What to work on:
**1.** In the essay on schooling in Abu Dhabi, how does the older son's Latin class translate "vinum"?
**2.** Summarize the essay on schooling in Abu Dhabi in two sentences.
**3.** Continue the essay on schooling in Abu Dhabi from where it stops.

Document excerpt:
•••••

But as so often happens, my vow has collided with reality and I have found myself, in recent weeks, trolling home-schooling websites in search of teaching resources. My kids are now 9 (nine and a half, he would say indignantly) and 13; they go to a British school here in Abu Dhabi. That means they’ve spent a lot of time learning various English kings and queens, although they can’t recite them all in order. They study “maths,” and do prep rather than homework; they study English history and geography; they read mostly English writers in their literature classes. In addition to all those Anglo studies, they take Arabic language classes four days a week and once-weekly class called “Islamic Studies.” The Arabic classes are mandated by ADEC (Abu Dhabi Education Council) and I have to say, I’m much more interested in my kids learning Arabic than I am in their ability to name all the English kings and queens.
Having the boys be in an English system has been a learning curve for all of us. We’re learning two languages, actually, Arabic and, well, English: the boys now live in a world where things are “grey,” luggage goes in the “boot,” and we put garbage in the “bin.”
I’m not considering a dabble in the home-schooling system in order to beef up my boys’ appreciation of the Queen’s English, however. My kids, like every schoolchild in the country, have a curriculum that is at least in part determined by the UAE government, and that means there are things that aren’t supposed to be taught. I live in a place where censorship happens and where, unlike the States, the policies cannot be overtly challenged in the courts. So, for instance, in the States if you live in a town where they want to ban the Harry Potter books, you can take the school district to court. Not here.
We had to sign a permission slip so that our older son could get the science textbook that included the chapter on reproduction (with pictures of, you know, the embarrassing bits); his Latin class translates vinum as … grape, not wine. These are relatively small annoyances, although of course they are far from ideal.
There are, however, more serious concerns in terms of what shouldn’t be included in history courses and literature courses, and that’s where I find myself trolling the home-schooling sites for resources. The Holocaust can’t be taught here; Israel and Judaism are not supposed to be mentioned here; communism isn’t supposed to be discussed; evolution isn’t supposed to be taught; and the list goes on. Sometimes it feels as if we’re living in some kind of Bible-thumping town in the rural U.S and I realize, yet again, that fundamentalism can be seen as a global phenomenon that differs only in the nature of its prohibitions: the fear that motivates the prohibitions stays constant.

•••••

Dataset excerpts:
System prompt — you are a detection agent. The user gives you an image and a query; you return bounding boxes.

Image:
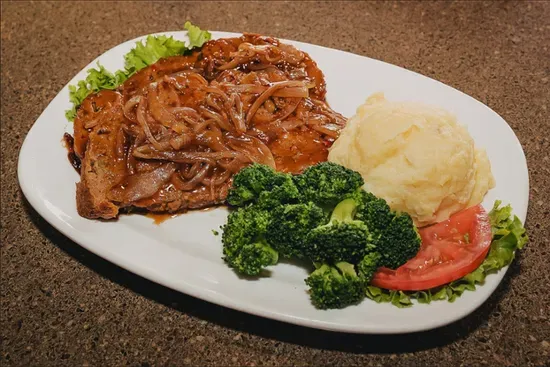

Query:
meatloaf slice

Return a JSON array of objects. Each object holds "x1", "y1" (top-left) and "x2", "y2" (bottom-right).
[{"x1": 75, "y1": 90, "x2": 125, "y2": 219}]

•••••

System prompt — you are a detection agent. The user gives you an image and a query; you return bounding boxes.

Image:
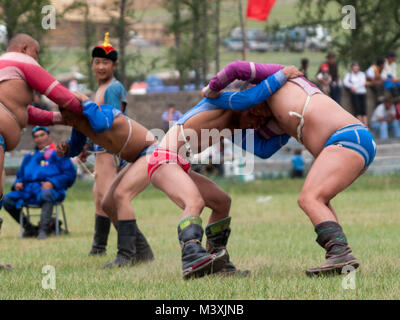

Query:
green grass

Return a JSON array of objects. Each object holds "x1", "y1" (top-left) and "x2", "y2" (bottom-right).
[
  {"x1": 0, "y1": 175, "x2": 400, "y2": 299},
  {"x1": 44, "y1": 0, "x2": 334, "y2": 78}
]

•••••

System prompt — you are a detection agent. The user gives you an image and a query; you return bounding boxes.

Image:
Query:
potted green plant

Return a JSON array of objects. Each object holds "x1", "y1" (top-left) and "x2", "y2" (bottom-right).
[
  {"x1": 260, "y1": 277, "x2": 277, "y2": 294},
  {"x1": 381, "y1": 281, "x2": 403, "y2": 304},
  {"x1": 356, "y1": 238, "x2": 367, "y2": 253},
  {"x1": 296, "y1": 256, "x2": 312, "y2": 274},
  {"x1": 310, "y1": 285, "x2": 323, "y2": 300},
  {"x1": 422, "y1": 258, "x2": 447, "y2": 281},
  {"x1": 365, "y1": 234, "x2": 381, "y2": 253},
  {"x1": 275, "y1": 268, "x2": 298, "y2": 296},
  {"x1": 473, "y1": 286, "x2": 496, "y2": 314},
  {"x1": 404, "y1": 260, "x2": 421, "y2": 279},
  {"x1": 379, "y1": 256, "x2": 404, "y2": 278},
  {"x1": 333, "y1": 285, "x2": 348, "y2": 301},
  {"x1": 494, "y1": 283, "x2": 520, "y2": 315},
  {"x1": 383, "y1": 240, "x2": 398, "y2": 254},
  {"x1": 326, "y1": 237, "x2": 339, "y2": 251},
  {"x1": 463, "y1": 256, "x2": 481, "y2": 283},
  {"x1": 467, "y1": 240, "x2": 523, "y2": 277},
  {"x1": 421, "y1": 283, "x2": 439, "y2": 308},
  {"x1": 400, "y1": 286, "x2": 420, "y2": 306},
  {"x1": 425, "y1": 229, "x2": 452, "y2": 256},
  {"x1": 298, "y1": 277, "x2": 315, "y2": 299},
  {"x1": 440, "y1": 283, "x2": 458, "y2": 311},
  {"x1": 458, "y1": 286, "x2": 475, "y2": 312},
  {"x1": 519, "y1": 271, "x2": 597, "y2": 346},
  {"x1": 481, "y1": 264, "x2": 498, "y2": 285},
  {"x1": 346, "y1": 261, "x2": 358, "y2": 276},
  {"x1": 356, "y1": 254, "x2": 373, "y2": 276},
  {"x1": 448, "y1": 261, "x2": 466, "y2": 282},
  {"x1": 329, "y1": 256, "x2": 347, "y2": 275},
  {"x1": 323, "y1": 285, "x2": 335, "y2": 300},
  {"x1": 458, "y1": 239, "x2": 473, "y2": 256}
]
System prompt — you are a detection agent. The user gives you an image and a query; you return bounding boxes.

•••••

Answers for the tasks:
**1.** As grape, not wine.

**2.** The writer's sons, aged 9 and 13, attend a British school in Abu Dhabi, where they study mostly English subjects along with Arabic and Islamic Studies. Because the UAE government partly sets the curriculum and bars topics such as the Holocaust, Israel and Judaism, communism, and evolution, the writer has been searching home-schooling websites for teaching resources.

**3.**
Before you leap to any conclusions, please know that the Muslim families I know are as frustrated by these government-issued edicts as are the non-Muslim families and many of us have talked together about what we can do to help our children gain a full picture of the world, regardless of what the government says. So it is that what in some contexts (living in Manhattan, for instance) would be a purely theoretical discussion has become in our household, a very pragmatic series of conversations.
Think about it: how would you talk to your kids about censorship? Is censorship always bad? Think about your children, if you have them, and the internet: are there sites you say they can’t see, or have you put a filter or something on your computer to prevent certain kinds of access? Do we agree that there is such a thing as “good” censorship? (Because of that whole teenage-boy-surfing-the-internet thing, I see a (slight) upside to living in a “nanny state.” I am fairly sure that if he wanted to look, my son wouldn’t be able to find basic porn–not to say that if he really wanted to dig around he couldn’t elude the censors, but at this point, I think his porn-directed vocabulary is still too limited to get around the government blocks. I guess we file that under “thank goodness for small favors,” right? )
My husband and I are both professors, and so we are able to bolster and supplement what isn’t happening in school, but we are also having a lot of conversations with our kids about censorship, politics, and the necessity of thinking about things in ways that are different from how we might think about them. We point out that the UAE isn’t Saudi Arabia; there is no Taliban here; the country is not governed by a theocracy of any sort. We know Jewish families who live here; I know gay couples who live here; a Mormon family lives next door to us. I see people on the beach in the scantiest of scanty bathing suits.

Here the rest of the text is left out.